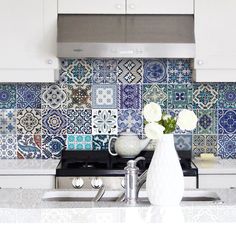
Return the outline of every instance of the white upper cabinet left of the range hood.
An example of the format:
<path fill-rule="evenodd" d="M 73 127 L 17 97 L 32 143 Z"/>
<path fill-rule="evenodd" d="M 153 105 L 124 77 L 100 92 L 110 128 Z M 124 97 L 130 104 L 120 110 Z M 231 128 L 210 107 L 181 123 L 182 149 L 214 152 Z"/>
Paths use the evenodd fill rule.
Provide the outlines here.
<path fill-rule="evenodd" d="M 53 82 L 57 0 L 0 0 L 0 82 Z"/>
########################################
**Activity:**
Give the data again exactly, image-free.

**Your response:**
Return the outline of every instance of the white upper cabinet left of the range hood.
An example of the format:
<path fill-rule="evenodd" d="M 73 127 L 17 97 L 32 143 Z"/>
<path fill-rule="evenodd" d="M 153 105 L 124 77 L 100 92 L 110 128 Z M 124 97 L 130 104 L 120 110 Z M 231 128 L 210 107 L 181 123 L 182 149 L 214 152 Z"/>
Paths use the evenodd fill rule.
Provide the outlines here.
<path fill-rule="evenodd" d="M 53 82 L 57 0 L 0 0 L 0 82 Z"/>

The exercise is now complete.